ACTION ITEM:
All entries below are to be set down again, identical to the source.

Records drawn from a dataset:
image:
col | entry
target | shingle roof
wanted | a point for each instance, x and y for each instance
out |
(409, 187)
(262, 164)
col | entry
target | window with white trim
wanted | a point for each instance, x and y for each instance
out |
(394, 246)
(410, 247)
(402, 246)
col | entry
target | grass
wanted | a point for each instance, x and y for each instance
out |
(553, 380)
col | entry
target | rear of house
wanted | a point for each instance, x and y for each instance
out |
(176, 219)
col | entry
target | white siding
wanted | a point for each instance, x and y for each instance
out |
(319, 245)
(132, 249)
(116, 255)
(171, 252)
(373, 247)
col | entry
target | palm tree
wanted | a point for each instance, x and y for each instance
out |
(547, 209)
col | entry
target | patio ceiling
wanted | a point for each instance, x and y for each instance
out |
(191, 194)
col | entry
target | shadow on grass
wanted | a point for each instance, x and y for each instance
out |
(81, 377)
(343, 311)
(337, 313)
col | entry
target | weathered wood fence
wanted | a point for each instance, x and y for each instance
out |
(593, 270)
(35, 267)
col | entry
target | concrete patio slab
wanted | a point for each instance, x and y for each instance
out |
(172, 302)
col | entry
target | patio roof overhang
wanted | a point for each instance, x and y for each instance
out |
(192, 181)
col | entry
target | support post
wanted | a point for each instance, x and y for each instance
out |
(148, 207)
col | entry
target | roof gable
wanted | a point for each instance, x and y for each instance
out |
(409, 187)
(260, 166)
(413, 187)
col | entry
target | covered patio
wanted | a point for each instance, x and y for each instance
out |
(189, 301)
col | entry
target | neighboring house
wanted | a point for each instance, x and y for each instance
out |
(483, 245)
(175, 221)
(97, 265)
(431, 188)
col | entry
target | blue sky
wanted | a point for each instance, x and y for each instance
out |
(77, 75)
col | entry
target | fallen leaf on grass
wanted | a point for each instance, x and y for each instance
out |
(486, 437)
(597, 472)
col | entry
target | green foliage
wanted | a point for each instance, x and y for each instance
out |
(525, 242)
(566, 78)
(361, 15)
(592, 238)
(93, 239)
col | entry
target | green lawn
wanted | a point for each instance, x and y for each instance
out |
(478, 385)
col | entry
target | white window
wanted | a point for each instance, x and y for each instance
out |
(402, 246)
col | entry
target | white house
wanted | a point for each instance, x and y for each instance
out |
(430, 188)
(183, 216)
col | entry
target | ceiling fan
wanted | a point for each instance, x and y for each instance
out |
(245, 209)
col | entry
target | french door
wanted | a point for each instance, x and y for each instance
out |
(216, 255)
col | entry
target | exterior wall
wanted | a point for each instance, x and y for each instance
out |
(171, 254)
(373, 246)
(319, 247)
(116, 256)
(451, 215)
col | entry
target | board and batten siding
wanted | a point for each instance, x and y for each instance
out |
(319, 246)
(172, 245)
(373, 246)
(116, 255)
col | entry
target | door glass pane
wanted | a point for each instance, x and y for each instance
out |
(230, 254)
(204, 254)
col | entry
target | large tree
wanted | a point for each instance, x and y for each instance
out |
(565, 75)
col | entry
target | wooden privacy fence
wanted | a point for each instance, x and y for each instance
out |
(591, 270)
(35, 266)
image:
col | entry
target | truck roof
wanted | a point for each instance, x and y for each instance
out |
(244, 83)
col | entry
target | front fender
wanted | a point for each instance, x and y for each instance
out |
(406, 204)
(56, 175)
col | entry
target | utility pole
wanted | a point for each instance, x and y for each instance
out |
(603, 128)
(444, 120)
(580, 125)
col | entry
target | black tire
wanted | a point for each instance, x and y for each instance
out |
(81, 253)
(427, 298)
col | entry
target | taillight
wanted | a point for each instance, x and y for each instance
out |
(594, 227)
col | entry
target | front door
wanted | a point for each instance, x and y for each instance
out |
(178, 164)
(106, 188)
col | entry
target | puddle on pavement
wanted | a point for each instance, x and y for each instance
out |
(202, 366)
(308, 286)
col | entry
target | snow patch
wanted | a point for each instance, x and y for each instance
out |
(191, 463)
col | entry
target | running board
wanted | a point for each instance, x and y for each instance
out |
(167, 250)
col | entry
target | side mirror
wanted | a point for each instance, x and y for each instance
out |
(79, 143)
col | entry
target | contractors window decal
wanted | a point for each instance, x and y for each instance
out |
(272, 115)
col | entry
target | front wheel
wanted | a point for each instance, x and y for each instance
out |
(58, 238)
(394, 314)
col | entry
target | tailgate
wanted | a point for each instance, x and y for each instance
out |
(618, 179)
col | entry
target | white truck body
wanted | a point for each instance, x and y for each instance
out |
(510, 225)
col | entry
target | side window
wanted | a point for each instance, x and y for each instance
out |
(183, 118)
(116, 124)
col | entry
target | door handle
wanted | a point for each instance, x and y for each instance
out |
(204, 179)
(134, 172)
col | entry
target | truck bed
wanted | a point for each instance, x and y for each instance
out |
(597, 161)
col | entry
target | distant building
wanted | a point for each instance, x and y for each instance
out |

THE COMPLETED TASK:
image:
col | entry
target | shingle roof
wanted | a point for each instance, x and y for each instance
out |
(409, 187)
(262, 164)
col | entry
target | window with white trim
wanted | a point for each instance, x and y for each instance
out |
(394, 246)
(410, 247)
(402, 246)
col | entry
target | grass
wanted | a point for each instance, x and y for each instance
out |
(553, 380)
col | entry
target | rear of house
wanted | a point for each instance, x and y for each instance
out |
(176, 219)
col | entry
target | white siding
wanted | a point for each instance, x and y for each instance
out |
(319, 245)
(132, 249)
(116, 255)
(171, 252)
(373, 247)
col | entry
target | palm tree
wanted | a point for each instance, x and y for each instance
out |
(547, 209)
col | entry
target | patio ceiling
wanted | a point for each instance, x and y for each instance
out |
(191, 194)
col | entry
target | shadow on grass
wanted | a point for each instance, x and y for each instance
out |
(81, 377)
(343, 311)
(337, 313)
col | entry
target | weathered wood fence
wanted | a point for each instance, x and y for each instance
out |
(593, 270)
(35, 267)
col | entry
target | concrete patio slab
wanted | a point for each instance, x and y for each instance
out |
(172, 302)
col | entry
target | patio roof overhang
wanted | a point for each instance, x and y for each instance
out |
(192, 181)
col | entry
target | support post
wanted | a point for each instance, x and y for each instance
out |
(148, 207)
col | entry
target | roof gable
wanted | a point for each instance, x and y for each instance
out |
(409, 187)
(260, 166)
(413, 187)
col | entry
target | covered patio
wanted | a point for each instance, x and y for each instance
out |
(189, 301)
col | entry
target | neighboring house
wanted | a point for each instance, x and y for each instance
out |
(483, 245)
(175, 221)
(97, 265)
(431, 188)
col | entry
target | blue sky
wanted | a point for each instance, x and y for each instance
out |
(77, 75)
col | entry
target | fallen leaf on grass
wanted | a point for each instance, x and y for each instance
out |
(486, 437)
(597, 472)
col | entry
target | green foliage
wanted | a point for each instance, x and y for each instance
out |
(525, 242)
(566, 78)
(361, 15)
(592, 238)
(93, 239)
col | entry
target | green lawn
wanted | a point for each instance, x and y for each instance
out |
(478, 385)
col | entry
target | white window
wanted | a point for each instance, x and y for each instance
out |
(402, 246)
col | entry
target | white house
wanted | a point for each instance, x and y for each instance
out |
(430, 188)
(183, 216)
col | entry
target | ceiling fan
wanted | a point for each instance, x and y for each instance
out |
(245, 209)
col | entry
target | french door
wanted | a point for each instance, x and y for each instance
out |
(216, 255)
col | entry
target | exterior wall
wanted | a point for each instance, x and y for each instance
out |
(171, 254)
(373, 246)
(319, 247)
(116, 256)
(451, 215)
col | entry
target | board and batten siding
wanted | a point for each instance, x and y for each instance
out |
(319, 246)
(172, 245)
(373, 246)
(116, 255)
col | entry
target | door glass pane
wanted | a point for each instance, x and y for each instance
out |
(230, 254)
(204, 254)
col | entry
target | large tree
wanted | a point for each instance, x and y for each instance
out |
(565, 75)
col | entry
target | wooden privacy fence
wanted | a point for each instance, x and y for each instance
out |
(591, 270)
(35, 266)
image:
col | entry
target | truck roof
wanted | a point for each instance, x and y for each instance
out |
(244, 83)
col | entry
target | front fender
wanted | a point for each instance, x and y for each instance
out |
(406, 204)
(56, 175)
col | entry
target | utility pole
wanted | a point for each instance, x and y for each instance
out |
(603, 128)
(444, 120)
(580, 125)
col | entry
target | black tire
wanted | a point for each instance, x and y for each instance
out |
(81, 253)
(427, 298)
col | entry
target | taillight
wanted | a point for each instance, x and y for each instance
out |
(594, 227)
col | entry
target | front door
wanted | a point for each instance, x and y for each instance
out |
(178, 164)
(106, 188)
col | entry
target | puddle on pavement
wanted | a point for each instance, x and y for each instance
out |
(202, 366)
(308, 286)
col | entry
target | snow patch
wanted | a point for each instance, x and y for each instance
out |
(191, 463)
col | entry
target | running board
wanted | a point for each instance, x and y for each instance
out |
(167, 250)
col | entry
target | side mirror
wanted | a point for each instance, x and y for each instance
out |
(79, 143)
col | entry
target | contractors window decal
wanted | a point for each instance, x and y for each instance
out |
(272, 115)
col | entry
target | front wheel
wanted | a point for each instance, x and y for each instance
out |
(58, 238)
(394, 314)
col | entry
target | tailgate
wanted | a point for each instance, x and y for each instance
out |
(618, 179)
col | entry
target | white truck body
wanted | a point for each instance, x and y for each instance
out |
(510, 225)
col | entry
target | side window
wanted | a point for each instance, x and y for each instance
out |
(183, 118)
(116, 124)
col | entry
target | door handle
wanted | a point for each instance, x and y for each instance
out |
(204, 179)
(134, 172)
col | entry
target | truck bed
wanted | a point for each instance, x and y for each instance
out |
(597, 161)
col | entry
target | distant building
wanted | a point for each instance, x and y for each instance
out |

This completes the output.